**CONSIGNES:**
1. Pouvez-vous recopier, dans l'article sur Jean Le Cam, tout le passage qui va de « Un grain s’abat » jusqu'à « dans la légende. » ?
2. Comment se poursuit l'article sur Jean Le Cam après sa dernière phrase ? Rédigez-en la suite.

**EXTRAIT À LIRE:**
--------------------------------------------------
Le Point

Jean Le Cam, confession­s d’un héros

Tout le monde connaît le navigateur depuis son exploit dans le Vendée Globe. La mer, mais aussi l’argent, Macron, le vin, le Covid… le « Roi Jean » dit tout.

- PROPOS RECUEILLIS PAR ROMAIN GUBERT

Un grain s’abat sur La Forêt-Fouesnant. Ce dimanche, le vent fouette le Finistère. Olaf et Hyell (« noisette » en breton, avec un h en plus) ont envie de jouer avec Jean Le Cam. Les deux chiens n’ont pas vu le navigateur depuis la fin octobre. Avec sa femme, Anne, qui a piloté à terre l’équipe et le projet Yes We Cam !, il est rentré la veille au soir des Sables-d’Olonne. En attendant d’aller chercher Hubert, son bateau, et de le réparer dans son petit chantier naval, celui qui a fini quatrième au terme d’une incroyable épopée a accepté de se confier au Point pour tout raconter de sa course mais aussi dire ce qu’il pense de notre époque. La retenue, ce n’est pas le genre de ce marin au palmarès impression­nant qui, en allant récupérer Kevin Escoffier, est définitive­ment entré dans la légende.
--------------------------------------------------
[Données d'expressions référentielles fondées sur des photos]

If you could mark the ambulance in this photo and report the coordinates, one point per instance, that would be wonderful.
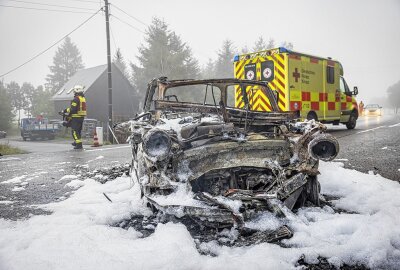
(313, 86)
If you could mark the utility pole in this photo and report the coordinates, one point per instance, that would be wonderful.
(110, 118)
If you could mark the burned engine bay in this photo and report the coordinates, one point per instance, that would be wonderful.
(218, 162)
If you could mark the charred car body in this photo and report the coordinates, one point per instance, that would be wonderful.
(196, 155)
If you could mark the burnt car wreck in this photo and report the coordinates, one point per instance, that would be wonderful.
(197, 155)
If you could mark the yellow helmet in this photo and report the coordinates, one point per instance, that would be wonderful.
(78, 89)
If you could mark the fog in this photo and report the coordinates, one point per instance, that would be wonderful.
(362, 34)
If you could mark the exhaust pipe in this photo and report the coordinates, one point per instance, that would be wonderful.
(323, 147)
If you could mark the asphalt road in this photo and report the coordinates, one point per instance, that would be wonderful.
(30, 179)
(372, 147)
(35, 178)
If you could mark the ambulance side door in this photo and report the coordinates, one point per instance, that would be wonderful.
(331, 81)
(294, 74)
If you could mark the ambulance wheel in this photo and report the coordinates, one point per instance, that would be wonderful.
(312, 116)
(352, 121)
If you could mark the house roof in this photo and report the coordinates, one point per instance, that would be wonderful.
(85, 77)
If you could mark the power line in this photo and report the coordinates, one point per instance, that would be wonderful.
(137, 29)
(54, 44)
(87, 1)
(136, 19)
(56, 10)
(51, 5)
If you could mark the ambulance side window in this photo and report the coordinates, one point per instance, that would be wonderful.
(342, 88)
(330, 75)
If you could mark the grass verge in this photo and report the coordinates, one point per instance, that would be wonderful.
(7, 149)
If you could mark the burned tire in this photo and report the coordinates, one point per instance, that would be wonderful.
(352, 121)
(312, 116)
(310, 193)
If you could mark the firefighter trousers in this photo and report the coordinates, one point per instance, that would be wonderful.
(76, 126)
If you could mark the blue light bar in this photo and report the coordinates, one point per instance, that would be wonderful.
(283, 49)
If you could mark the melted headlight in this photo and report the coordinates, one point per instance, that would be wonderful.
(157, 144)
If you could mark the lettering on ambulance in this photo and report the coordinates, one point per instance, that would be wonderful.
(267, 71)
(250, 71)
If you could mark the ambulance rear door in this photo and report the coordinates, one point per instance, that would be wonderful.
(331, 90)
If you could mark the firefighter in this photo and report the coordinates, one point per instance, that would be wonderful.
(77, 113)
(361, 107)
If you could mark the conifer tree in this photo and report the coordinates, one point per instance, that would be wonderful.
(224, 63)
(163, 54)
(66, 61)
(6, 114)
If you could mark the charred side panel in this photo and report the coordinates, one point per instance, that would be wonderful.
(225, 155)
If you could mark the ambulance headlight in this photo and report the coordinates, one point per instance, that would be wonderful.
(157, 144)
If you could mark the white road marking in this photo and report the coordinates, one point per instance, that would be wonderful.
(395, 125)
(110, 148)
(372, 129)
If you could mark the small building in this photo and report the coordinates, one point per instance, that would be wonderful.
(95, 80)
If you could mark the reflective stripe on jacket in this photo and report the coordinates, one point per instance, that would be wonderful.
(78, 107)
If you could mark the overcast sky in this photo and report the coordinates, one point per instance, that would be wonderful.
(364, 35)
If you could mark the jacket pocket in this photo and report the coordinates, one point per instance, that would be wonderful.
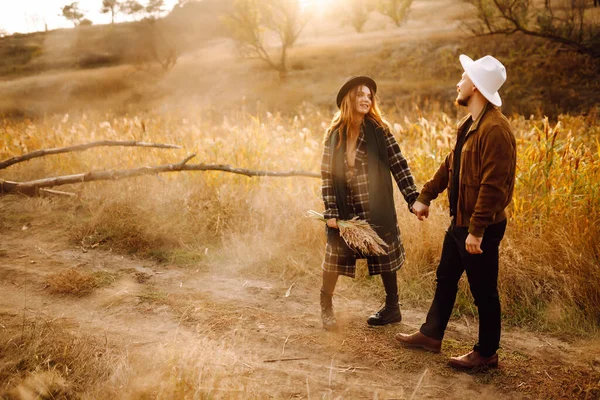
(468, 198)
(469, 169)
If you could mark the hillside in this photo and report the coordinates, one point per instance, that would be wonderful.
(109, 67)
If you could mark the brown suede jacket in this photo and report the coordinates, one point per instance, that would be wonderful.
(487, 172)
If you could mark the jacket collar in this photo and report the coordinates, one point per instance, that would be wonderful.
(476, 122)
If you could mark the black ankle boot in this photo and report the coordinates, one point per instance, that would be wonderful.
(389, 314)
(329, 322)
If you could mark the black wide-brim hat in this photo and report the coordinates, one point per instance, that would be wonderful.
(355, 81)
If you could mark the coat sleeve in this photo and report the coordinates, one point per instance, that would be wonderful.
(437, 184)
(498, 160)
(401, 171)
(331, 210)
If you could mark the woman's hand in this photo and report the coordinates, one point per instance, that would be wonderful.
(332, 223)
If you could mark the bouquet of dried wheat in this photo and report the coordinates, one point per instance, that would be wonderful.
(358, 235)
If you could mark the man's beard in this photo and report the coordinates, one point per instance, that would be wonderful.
--------------------------------------------------
**RÉPONSES AUX CONSIGNES:**
1.
Un grain s’abat sur La Forêt-Fouesnant. Ce dimanche, le vent fouette le Finistère. Olaf et Hyell (« noisette » en breton, avec un h en plus) ont envie de jouer avec Jean Le Cam. Les deux chiens n’ont pas vu le navigateur depuis la fin octobre. Avec sa femme, Anne, qui a piloté à terre l’équipe et le projet Yes We Cam !, il est rentré la veille au soir des Sables-d’Olonne. En attendant d’aller chercher Hubert, son bateau, et de le réparer dans son petit chantier naval, celui qui a fini quatrième au terme d’une incroyable épopée a accepté de se confier au Point pour tout raconter de sa course mais aussi dire ce qu’il pense de notre époque. La retenue, ce n’est pas le genre de ce marin au palmarès impression­nant qui, en allant récupérer Kevin Escoffier, est définitive­ment entré dans la légende.

2.
Le Point : Est-ce votre allure d’Astérix qui a fait rêver les Français pendant trois mois?

Ou celle du vieux gladiateur qui mène son dernier combat contre des jeunes marins?

Jean Le Cam : Astérix, je ne sais pas, même si j’ai surnommé ma camionnett­e Obélix! Je ne crois pas que ma tronche fasse rêver. Le scénario, en revanche… Au départ, sur le papier, ceux qui avaient les plus beaux bateaux, les plus gros budgets devaient gagner et aller plus vite que jamais. Mais on a oublié que la mer, la météo et le vent ne mentent jamais. Ils ne font pas de cadeaux. Ils disent la vérité. Les plus prometteur­s et les meilleurs élèves étaient les plus fragiles, et ceux du fond de la classe ont montré qu’il fallait compter avec eux. C’est une course « juste ». Avec la mer, personne ne triche.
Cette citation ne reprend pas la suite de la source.